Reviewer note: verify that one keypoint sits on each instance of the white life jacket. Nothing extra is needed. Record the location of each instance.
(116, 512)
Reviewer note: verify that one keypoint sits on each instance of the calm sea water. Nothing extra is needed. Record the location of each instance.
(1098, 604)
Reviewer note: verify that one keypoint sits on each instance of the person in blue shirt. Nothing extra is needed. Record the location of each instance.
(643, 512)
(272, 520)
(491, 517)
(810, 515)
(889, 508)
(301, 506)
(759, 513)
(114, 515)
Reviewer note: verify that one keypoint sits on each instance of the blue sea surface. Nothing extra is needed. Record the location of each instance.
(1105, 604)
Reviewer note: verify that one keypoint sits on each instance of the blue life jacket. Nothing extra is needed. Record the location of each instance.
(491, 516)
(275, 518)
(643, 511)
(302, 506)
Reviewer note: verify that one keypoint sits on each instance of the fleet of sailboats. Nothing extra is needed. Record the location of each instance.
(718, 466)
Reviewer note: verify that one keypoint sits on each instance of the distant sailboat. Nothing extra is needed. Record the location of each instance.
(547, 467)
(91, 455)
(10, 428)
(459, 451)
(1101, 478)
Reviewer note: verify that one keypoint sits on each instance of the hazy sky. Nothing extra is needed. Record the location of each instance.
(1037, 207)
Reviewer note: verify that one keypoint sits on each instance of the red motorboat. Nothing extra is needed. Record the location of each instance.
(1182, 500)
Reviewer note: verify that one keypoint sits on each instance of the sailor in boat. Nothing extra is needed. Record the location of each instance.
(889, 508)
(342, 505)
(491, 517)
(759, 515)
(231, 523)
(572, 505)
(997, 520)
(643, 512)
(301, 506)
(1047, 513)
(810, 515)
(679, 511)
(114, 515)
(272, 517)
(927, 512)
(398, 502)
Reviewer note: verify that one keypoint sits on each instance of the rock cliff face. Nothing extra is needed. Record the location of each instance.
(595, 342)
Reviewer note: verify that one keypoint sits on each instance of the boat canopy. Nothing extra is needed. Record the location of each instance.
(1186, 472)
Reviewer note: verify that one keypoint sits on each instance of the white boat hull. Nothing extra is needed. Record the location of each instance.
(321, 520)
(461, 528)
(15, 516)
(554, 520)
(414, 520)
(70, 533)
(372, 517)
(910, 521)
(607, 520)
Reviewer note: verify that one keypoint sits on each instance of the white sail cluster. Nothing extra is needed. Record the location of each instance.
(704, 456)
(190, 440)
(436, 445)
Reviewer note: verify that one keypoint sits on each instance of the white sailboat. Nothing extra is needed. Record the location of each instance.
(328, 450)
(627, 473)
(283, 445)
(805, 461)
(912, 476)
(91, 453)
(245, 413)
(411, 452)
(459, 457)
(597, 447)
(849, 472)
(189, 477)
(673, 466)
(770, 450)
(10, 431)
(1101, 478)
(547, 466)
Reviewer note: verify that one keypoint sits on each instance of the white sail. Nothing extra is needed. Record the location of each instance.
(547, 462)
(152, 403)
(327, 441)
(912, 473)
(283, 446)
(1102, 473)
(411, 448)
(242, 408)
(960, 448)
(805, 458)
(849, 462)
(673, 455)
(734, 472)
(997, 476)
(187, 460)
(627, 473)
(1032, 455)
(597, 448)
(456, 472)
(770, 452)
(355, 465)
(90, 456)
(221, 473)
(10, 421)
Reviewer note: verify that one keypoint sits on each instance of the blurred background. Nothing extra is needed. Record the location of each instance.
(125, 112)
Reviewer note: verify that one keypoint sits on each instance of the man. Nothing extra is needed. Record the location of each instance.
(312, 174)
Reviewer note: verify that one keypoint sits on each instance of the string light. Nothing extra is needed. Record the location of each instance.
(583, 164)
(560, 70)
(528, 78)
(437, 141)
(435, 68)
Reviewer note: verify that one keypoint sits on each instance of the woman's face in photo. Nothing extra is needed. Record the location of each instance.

-------

The span to print begins at the line containing "of the blurred" and ends at the final line of the entries; print it exactly and print nothing else.

Reviewer note: verify that one keypoint sits on each instance of the blurred background. Nothing extra is needed. Record the location of each instance.
(125, 112)
Reviewer note: verify that one keypoint sits on each instance of the man. Nothing extra is needed. Record the location of each instance.
(312, 174)
Reviewer note: verify that one keypoint sits on each instance of the string light. Nothing extra is needed. Record the location of each instance.
(583, 164)
(560, 70)
(528, 78)
(437, 141)
(435, 68)
Reviewer note: verify that one keypoint sits on each instance of the woman's face in photo. Nothing extra is needed. Record the location of each instance.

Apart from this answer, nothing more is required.